Location annotation dataset excerpts
/---

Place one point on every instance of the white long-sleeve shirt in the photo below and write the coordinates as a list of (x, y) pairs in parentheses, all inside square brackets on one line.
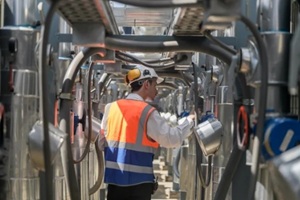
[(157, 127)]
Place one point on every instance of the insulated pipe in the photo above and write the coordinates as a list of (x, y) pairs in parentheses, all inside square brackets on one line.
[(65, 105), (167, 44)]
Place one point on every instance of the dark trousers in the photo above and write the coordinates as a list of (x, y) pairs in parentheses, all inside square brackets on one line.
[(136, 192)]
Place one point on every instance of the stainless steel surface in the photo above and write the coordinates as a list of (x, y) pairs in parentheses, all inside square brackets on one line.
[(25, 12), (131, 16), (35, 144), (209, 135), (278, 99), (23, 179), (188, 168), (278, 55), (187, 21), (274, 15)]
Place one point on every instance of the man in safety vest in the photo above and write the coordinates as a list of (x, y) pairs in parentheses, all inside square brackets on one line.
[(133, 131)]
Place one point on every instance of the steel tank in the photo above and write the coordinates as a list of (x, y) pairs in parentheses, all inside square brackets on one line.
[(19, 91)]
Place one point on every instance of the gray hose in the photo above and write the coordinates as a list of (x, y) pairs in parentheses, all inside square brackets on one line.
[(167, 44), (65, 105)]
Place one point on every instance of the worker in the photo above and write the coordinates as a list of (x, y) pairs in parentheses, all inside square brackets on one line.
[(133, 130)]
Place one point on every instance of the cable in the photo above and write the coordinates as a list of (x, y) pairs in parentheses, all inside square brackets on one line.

\---

▶ [Exercise]:
Reproduce all of the records above with "coordinates" switched to "positions" everywhere it occurs, keeping everything else unchanged. Omit the pictures from your answer.

▶ [Task response]:
Place one point on every instance of the white long-sleeve shirt in the photo below and write the positions as a list of (x, y) pairs in parentheses, all inside square brackets on one line.
[(157, 127)]
Place one point on every instance of the insulated pipe in the photo above and write the positions as a list of (x, y) pairs in parentheses, all inside square brackets on one line.
[(65, 105), (167, 44)]
Place one point on every instance of the dark trousers in the photo above and write the positions as a list of (x, y) pairs in parentheses, all inside square brackets on one line.
[(136, 192)]
Place one point on every instance of the stainless steel surface in the photo above and write the positions as a list of (x, y) pairs in parentheses, all inside square brackets on one line.
[(25, 12), (131, 16), (35, 144), (209, 135), (278, 99), (23, 179), (188, 168), (278, 55), (187, 21), (274, 15)]
Place one point on every instance of the man in safety vest in the photo above and write the positions as a list of (x, y) pairs in parentheses, all inside square brackets on one line.
[(133, 131)]
Place one point on every instance of the steel tank in the photo above and write the positions as a list of (x, y) pairs in parentheses, all inside square brackets on one line.
[(19, 91)]
Place one point on every instance of the gray hose in the photo above and write the positions as a list of (x, y) pairs in parentheses, all inside square brackets on one line.
[(167, 44), (65, 105)]
Place one point on every instance of the worker in the photo above and write the positions as a list of (x, y) pairs in parentheses, all inside square brackets on one line.
[(133, 130)]
Place one point on every instance of the cable in the photo above and write the positions as a list of (x, y) pairs in parentheses, all inside square brackets on one line.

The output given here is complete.